### What the task requires
Reproduce word for word the lines of the material below, starting at the line that contains "Where can you spot the tyr logo on swimsuit" and ending at the line that contains "column 551, row 1282", with both of those lines included.

### Data excerpts
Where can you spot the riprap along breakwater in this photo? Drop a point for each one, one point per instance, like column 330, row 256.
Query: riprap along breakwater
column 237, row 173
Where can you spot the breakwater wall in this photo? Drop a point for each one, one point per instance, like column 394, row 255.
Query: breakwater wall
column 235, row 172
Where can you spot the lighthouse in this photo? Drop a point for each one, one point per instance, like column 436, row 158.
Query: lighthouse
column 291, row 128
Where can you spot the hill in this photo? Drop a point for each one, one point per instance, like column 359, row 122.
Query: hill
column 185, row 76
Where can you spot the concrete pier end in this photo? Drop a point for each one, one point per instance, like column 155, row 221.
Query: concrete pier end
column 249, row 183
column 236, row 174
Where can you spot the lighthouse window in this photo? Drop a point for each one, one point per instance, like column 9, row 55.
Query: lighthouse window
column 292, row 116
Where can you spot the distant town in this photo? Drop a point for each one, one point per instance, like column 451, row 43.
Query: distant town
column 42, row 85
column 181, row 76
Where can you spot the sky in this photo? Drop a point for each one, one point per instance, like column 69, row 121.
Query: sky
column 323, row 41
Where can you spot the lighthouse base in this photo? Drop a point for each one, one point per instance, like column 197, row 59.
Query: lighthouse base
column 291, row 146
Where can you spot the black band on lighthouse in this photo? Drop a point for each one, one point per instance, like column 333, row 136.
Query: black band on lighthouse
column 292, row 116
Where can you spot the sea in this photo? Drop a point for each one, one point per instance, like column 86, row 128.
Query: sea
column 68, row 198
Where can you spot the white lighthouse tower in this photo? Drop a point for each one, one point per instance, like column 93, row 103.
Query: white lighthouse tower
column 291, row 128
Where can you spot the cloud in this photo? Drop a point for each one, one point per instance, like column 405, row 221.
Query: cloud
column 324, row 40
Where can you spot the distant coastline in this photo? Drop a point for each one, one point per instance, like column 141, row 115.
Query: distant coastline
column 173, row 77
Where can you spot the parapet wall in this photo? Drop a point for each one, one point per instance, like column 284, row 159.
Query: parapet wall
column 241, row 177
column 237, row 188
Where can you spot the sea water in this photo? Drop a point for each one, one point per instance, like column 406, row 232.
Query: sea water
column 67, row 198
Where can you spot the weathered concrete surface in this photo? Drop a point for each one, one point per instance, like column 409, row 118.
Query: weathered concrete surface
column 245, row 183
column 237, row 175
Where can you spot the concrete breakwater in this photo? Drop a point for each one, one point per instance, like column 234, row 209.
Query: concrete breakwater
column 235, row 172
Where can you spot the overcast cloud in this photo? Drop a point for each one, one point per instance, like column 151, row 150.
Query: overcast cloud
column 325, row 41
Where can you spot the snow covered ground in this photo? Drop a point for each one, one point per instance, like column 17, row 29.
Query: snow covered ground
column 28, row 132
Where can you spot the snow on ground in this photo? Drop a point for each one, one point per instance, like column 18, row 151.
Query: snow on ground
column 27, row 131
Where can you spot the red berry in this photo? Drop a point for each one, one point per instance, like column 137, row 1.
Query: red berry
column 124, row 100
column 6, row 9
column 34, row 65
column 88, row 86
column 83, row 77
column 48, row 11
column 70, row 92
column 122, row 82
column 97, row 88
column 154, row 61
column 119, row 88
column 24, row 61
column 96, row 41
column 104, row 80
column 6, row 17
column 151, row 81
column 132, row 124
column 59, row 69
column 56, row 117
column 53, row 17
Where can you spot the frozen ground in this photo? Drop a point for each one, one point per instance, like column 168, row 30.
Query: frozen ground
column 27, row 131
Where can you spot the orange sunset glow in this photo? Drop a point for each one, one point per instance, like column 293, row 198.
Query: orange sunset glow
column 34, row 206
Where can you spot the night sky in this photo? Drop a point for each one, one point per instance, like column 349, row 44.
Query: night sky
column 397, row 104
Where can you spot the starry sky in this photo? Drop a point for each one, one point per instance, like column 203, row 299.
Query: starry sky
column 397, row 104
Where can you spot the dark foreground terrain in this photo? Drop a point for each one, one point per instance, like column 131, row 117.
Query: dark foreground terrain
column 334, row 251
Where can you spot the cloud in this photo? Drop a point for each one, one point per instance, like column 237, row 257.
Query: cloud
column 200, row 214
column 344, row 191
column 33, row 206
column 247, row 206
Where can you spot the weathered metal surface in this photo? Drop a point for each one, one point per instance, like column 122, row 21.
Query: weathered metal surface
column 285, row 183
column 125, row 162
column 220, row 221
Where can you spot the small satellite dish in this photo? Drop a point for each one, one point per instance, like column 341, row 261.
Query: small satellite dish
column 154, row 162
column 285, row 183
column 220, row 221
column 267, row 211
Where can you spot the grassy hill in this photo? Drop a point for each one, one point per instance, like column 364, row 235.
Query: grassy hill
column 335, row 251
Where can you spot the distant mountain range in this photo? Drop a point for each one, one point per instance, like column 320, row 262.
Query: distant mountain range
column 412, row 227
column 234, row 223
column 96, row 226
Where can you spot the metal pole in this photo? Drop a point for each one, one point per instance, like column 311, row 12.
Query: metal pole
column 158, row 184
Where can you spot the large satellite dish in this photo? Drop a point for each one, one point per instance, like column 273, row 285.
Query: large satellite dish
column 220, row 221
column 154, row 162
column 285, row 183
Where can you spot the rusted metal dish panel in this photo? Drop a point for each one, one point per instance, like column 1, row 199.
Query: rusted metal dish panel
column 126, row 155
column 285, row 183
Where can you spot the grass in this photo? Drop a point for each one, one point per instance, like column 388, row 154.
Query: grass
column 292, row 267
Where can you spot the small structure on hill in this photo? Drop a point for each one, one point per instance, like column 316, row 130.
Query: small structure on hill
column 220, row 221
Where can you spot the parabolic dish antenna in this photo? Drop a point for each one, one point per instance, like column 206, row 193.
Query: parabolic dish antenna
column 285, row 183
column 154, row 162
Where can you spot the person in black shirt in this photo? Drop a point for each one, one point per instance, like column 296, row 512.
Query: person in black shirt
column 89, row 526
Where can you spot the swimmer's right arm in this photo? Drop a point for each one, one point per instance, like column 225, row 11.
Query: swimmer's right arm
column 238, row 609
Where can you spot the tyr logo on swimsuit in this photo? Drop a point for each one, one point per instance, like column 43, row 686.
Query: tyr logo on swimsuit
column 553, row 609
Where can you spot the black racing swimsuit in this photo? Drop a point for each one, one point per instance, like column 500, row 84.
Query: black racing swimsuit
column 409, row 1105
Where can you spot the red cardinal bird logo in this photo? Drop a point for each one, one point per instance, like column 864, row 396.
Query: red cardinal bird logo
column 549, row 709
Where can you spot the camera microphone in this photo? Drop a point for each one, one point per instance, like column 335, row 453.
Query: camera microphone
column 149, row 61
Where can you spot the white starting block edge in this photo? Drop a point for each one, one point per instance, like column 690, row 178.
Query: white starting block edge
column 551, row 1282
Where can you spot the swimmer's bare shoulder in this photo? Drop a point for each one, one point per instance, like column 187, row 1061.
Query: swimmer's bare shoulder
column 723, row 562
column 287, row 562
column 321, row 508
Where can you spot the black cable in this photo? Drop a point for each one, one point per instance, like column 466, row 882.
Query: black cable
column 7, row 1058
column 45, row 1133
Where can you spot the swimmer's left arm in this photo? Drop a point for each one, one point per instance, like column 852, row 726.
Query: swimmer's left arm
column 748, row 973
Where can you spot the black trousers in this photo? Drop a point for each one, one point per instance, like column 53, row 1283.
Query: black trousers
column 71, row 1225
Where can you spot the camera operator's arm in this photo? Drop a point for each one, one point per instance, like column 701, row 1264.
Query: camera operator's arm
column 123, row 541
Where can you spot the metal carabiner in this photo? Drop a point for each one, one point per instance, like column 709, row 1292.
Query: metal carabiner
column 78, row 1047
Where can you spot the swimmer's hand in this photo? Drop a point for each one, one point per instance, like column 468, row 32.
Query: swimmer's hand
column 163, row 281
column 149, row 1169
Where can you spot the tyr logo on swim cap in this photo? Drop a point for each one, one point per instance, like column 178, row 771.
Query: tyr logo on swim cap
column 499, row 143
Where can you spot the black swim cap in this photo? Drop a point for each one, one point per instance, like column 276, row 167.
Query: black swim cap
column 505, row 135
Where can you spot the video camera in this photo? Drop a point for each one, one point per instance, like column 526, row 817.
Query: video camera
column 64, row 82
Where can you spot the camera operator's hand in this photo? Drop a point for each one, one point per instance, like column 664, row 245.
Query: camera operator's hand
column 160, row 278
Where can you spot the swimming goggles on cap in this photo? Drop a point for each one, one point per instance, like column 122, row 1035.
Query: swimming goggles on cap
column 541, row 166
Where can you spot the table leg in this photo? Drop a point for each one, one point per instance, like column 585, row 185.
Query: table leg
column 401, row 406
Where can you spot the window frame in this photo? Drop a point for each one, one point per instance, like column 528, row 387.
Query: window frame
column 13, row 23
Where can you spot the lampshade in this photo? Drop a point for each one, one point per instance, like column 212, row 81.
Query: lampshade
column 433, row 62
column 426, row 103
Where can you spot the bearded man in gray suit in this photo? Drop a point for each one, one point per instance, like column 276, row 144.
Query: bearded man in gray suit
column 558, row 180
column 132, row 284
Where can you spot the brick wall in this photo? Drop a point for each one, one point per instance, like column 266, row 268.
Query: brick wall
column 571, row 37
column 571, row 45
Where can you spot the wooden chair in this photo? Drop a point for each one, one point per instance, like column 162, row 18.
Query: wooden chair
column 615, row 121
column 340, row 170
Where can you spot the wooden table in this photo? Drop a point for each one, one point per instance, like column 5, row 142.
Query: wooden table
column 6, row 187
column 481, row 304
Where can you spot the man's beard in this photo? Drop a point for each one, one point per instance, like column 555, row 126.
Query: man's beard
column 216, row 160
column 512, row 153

### Solution
Where can you spot the tyr logo on swimsuit in this photo? Drop a point for each one, one point per instance, like column 43, row 686.
Query: tyr logo on swimsuit
column 553, row 609
Where can you spot the black racing swimsuit in this photo? Drop a point for each one, one point per instance, like column 500, row 84.
Query: black racing swimsuit
column 409, row 1105
Where can you spot the red cardinal bird logo in this photo? Drop a point for each one, one point per instance, like column 864, row 396.
Query: red cardinal bird logo
column 549, row 709
Where can you spot the camera microphone in this photo? Drop a point for each one, one point per instance, like column 335, row 453.
Query: camera microphone
column 149, row 61
Where can you spot the white starting block edge in this photo? Drop a point for each one, one point per instance, like column 690, row 178.
Query: white starting block edge
column 551, row 1282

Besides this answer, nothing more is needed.